▸ Selected extract:

━━━━━━━━━━━━━━━━━━━━━━━━━━━━━━

$I=\int \frac{\sqrt{x^2+1}}{x^4} \log \left(1+\frac{1}{x^2}\right) d x$
Put $x=\tan \theta, d x=\sec ^2 \theta d \theta$
$I=\int \frac{\sqrt{1+\tan ^2 \theta}}{\tan ^4 \theta} \log \left(1+\frac{1}{\tan ^2 \theta}\right) \sec ^2 \theta d \theta$
$=\int \frac{\sec \theta}{\tan ^4 \theta} \cdot\left[\log \left(1+\cot ^2 \theta\right)\right] \sec ^2 \theta d \theta$
$=-2 \int(\log \sin \theta) \cdot \frac{\cos ^2 \theta}{\sin { }^4 \theta} d \theta$
Put $\sin \theta=t, \cos \theta d \theta=d t$
$\therefore \quad I=-2 \int(\log t) \cdot \frac{1}{t^4} d t$
Integrating by parts taking log $t$ as first function
$\begin{aligned}
&I=-2\left[(\log t)-\int t^{-4} d t-\int\left(\frac{d}{d t}(\log t) \int t^{-4} d t\right) d t\right] \\
&=-2\left[-\frac{\log t}{3 t^3}+\frac{1}{3} \int t^{-4} d t\right]=\frac{2}{9}\left[\frac{3 \log t+1}{t^3}\right]+c
\end{aligned}$
Now $\mathrm{t}=\sin \theta$ and $\tan \theta=\mathrm{x}, \mathrm{t}=\sin \theta=\frac{\mathrm{x}}{\sqrt{1+\mathrm{x}^2}}$
$\begin{aligned}
&\therefore \mathrm{I}=\frac{2\left(1+\mathrm{x}^2\right)^{3 / 2}}{9 \cdot \mathrm{x}^3}\left[3 \log \frac{\mathrm{x}}{\sqrt{\mathrm{x}^2+1}}+1\right]+\mathrm{c} \\
&=-\frac{1}{3}\left(1+\frac{1}{\mathrm{x}^2}\right)^{3 / 2}\left[\log \left(1+\frac{1}{\mathrm{x}^2}\right)-\frac{2}{3}\right]+\mathrm{c}
\end{aligned}$

━━━━━━━━━━━━━━━━━━━━━━━━━━━━━━

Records
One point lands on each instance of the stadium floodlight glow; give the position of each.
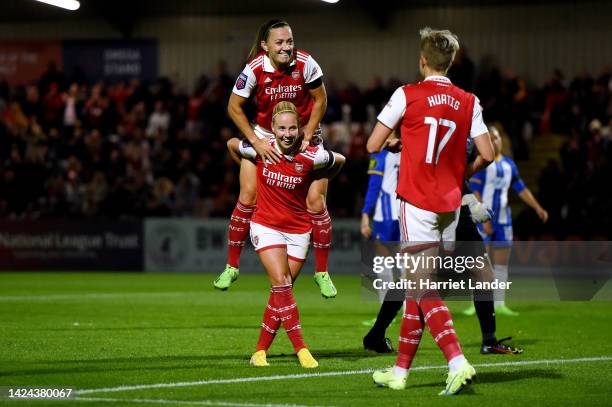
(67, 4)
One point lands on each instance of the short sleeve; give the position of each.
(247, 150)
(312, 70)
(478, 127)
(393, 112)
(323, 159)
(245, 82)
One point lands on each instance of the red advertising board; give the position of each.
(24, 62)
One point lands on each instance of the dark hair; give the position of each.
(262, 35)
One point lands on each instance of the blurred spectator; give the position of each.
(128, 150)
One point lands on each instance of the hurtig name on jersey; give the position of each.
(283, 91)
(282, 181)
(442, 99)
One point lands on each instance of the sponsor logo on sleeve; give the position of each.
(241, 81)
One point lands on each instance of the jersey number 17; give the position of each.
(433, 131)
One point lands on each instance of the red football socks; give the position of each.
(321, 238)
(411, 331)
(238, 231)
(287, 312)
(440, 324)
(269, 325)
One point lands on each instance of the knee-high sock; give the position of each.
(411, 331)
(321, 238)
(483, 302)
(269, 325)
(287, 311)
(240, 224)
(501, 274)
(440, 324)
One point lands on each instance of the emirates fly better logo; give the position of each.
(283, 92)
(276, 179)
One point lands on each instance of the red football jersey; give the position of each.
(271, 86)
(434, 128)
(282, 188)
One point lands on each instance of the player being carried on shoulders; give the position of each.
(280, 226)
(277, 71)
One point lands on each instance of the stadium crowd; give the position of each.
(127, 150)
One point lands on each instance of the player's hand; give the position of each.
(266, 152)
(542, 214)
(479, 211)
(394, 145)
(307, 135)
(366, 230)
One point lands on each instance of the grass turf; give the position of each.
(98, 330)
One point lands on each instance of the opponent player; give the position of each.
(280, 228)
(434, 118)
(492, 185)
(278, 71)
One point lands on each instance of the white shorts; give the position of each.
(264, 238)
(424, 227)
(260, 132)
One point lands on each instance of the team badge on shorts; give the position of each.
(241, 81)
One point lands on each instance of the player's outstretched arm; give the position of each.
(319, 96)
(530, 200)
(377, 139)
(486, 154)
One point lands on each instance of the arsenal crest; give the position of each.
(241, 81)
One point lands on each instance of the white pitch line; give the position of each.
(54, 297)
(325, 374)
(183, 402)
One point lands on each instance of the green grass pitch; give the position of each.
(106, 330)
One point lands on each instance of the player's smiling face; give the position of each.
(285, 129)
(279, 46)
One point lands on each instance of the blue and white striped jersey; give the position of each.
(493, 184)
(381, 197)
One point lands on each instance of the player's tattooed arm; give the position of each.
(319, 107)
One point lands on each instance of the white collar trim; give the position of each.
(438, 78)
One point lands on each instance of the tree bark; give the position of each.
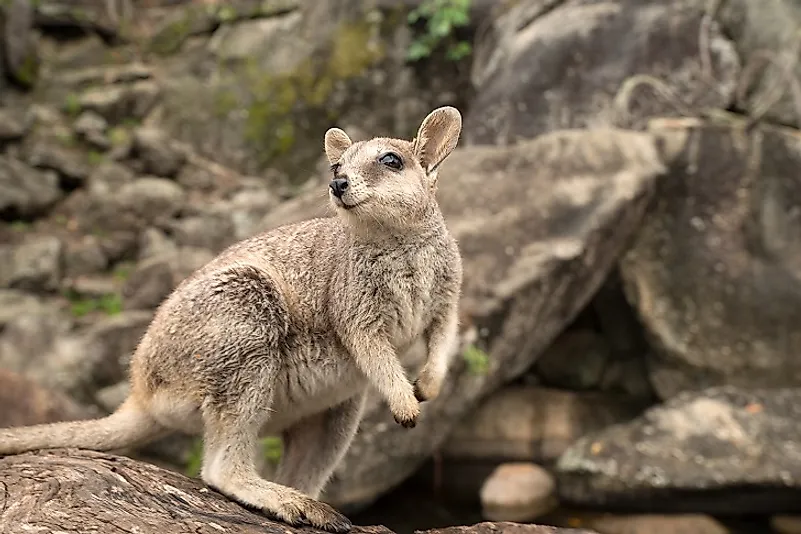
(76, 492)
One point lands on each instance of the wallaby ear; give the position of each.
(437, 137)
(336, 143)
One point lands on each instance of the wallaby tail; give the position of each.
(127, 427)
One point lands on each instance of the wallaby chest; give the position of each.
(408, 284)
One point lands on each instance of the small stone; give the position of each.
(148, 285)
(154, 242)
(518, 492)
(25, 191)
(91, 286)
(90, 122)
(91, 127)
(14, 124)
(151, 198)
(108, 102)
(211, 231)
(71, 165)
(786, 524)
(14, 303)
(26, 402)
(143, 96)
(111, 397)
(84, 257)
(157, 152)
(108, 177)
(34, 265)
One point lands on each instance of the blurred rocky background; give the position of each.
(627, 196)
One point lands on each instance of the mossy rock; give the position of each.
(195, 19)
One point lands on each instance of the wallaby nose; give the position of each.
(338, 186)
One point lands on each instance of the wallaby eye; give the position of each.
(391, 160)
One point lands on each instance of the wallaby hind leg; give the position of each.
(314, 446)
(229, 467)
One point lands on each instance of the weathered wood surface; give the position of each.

━━━━━━━━━━━━━━━━━━━━━━━━━━━━━━

▸ What is needed:
Translate this sentence from the integral solution into Spanish: "Put $\sin \theta=t, \cos \theta d \theta=d t$" You can leave the items aside.

▸ Finished answer:
Sustituye $\sin \theta=t, \cos \theta d \theta=d t$